I see two very important and interesting messages in today's readings. The first has to do with how our prayers get answered. The second has to do with contrasting human perspectives relative to God's perspective when our problems are placed into the context of history.
It seems that many times our prayers are answered by God in a way that requires some sort of action on our own part. Once we see that, He provides us with the strength and courage which we require in order to do the work that is needed to fulfill His will. In other words, the solutions to our problems may not be delivered to us directly without first applying our minds, hands, and feet in a way that helps transform the spiritual energy from heaven above into the bodily energy here on earth which meets the needs of a physical world. In today's reading there is a detailed description of wide-spread famine, and the faithful no doubt pray for food to relieve their hunger and to end their suffering. Yet the answer to Jacob's prayers was not food, but instead knowledge that there was grain in Egypt and he had to relocate his seventy-five family members and ancestors to save them. This sustains them for a time, but eventually they died and their bodies are returned to be buried at Shechem in the tombs provided by Abraham. This leads us to the second message.
My father, age 76, recently told me that "nothing is ever as big a deal as it seems in real time" which is sort of a variation on the theme about how time seems to heal our problems, or at the very least seems to change the nature and intensity of them. Anybody can say these sorts of things, but in his case it was somewhat extraordinary since his father (my grandfather) was murdered in 1972 and his wife (my mother) died from brain cancer in 2002. We know death is inevitable, but a strong faith makes us more ready to accept it and much less afraid of it. So we ask for God's help, run the good race, and maybe win our place in history by contributing to His will.
During Spring Break this year, my daughter Emily and I camped inside the Grand Canyon, and as we looked up at the millions of stars that were billions of miles away it occurred to me that much of the light we were seeing actually started traveling before the Grand Canyon was ever formed. It is from this sort of perspective that the seemingly difficult situations of everyday life become quite insignificant when placed into the context of our own mortality and time. The challenge for us then becomes to make sure we pray for the right things.

----

* **PROBLEMS TO WORK ON**:
1. Summarize the reflection in two sentences.
2. Output the passage of the reflection starting at "I see two very" and ending at "context of history.".
3. According to the reflection, where did the writer and Emily camp during Spring Break?
Rely solely on the reflection when answering.

----

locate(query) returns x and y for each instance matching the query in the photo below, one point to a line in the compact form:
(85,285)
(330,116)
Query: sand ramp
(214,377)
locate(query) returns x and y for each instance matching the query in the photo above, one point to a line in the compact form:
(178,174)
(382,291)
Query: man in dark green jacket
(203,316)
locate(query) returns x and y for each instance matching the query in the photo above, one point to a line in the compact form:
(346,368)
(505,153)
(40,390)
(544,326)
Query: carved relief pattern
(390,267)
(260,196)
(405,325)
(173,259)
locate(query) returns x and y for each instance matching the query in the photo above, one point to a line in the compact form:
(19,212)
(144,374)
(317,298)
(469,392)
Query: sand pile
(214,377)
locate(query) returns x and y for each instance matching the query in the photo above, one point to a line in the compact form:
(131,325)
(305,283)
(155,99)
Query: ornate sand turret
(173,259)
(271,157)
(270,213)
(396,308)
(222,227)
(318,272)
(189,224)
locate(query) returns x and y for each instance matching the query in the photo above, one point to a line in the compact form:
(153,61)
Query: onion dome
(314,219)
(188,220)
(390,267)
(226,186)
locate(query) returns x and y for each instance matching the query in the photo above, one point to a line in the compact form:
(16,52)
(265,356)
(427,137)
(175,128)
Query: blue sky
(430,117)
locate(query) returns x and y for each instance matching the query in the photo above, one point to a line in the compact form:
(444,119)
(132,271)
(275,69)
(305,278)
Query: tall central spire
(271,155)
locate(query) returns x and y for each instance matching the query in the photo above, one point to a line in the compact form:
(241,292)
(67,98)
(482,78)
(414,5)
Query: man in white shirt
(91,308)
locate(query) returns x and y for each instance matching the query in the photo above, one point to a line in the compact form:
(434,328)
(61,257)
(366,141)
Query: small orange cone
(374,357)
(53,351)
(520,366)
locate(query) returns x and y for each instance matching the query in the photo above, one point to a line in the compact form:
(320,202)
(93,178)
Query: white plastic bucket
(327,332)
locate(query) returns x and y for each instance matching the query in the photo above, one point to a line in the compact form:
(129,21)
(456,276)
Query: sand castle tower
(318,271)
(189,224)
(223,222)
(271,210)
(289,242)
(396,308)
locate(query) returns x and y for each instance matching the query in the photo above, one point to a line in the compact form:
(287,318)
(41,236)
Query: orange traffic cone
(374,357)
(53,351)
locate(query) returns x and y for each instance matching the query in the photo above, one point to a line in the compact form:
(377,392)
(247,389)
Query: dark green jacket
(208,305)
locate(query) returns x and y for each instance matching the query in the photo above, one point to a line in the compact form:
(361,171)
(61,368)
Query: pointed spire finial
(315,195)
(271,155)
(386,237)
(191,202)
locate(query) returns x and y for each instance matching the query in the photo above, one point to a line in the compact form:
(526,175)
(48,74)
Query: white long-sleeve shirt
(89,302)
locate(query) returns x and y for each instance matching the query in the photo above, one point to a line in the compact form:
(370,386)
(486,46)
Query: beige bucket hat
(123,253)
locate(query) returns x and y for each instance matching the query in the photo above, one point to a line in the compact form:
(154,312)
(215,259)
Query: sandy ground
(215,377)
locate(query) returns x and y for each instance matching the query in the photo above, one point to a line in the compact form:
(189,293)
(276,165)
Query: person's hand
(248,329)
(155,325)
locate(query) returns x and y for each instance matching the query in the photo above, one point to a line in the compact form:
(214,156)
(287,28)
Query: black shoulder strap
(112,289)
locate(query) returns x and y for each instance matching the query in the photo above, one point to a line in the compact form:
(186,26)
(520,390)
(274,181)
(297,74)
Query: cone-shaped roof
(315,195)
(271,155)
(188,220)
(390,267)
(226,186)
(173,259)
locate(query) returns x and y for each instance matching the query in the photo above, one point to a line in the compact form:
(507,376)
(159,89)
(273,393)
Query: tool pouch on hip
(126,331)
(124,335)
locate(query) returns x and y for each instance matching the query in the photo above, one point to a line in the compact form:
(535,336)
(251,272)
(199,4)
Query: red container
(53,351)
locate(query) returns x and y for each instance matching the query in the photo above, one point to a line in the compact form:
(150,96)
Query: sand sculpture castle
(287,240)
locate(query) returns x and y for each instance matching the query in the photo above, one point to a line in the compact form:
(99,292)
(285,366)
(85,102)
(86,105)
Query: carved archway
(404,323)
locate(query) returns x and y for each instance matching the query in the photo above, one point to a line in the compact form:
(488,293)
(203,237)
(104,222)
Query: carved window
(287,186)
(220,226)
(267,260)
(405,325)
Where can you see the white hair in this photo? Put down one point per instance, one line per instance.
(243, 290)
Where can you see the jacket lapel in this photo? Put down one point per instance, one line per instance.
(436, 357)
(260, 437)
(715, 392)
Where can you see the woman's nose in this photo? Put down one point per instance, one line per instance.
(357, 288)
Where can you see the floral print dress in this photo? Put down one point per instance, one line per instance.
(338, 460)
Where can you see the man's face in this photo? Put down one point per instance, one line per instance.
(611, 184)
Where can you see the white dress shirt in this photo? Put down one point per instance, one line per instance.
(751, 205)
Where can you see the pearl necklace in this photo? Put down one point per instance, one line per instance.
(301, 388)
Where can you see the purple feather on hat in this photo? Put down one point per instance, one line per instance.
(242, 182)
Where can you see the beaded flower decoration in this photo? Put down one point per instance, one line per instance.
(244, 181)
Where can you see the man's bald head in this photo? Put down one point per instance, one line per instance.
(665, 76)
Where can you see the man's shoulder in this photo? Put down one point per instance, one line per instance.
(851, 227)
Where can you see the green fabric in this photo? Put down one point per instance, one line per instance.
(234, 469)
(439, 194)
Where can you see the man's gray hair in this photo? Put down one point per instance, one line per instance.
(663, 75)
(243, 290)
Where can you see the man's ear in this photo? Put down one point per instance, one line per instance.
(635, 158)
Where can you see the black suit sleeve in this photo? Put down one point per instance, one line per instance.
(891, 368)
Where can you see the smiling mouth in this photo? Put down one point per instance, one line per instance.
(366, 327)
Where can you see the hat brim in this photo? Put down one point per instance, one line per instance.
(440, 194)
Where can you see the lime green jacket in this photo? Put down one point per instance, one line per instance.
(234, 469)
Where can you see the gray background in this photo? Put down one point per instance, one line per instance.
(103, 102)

----

* **SOLUTIONS PER TASK**:
1. The reflection holds that God often answers prayers in ways that require our own action, as when Jacob's answer during the famine was not food but knowledge that there was grain in Egypt and that he had to relocate his family there. It also contrasts human perspectives with God's, noting that everyday difficulties become insignificant when set against our mortality and time, so the challenge is to pray for the right things.

2.
I see two very important and interesting messages in today's readings. The first has to do with how our prayers get answered. The second has to do with contrasting human perspectives relative to God's perspective when our problems are placed into the context of history.

3. Inside the Grand Canyon.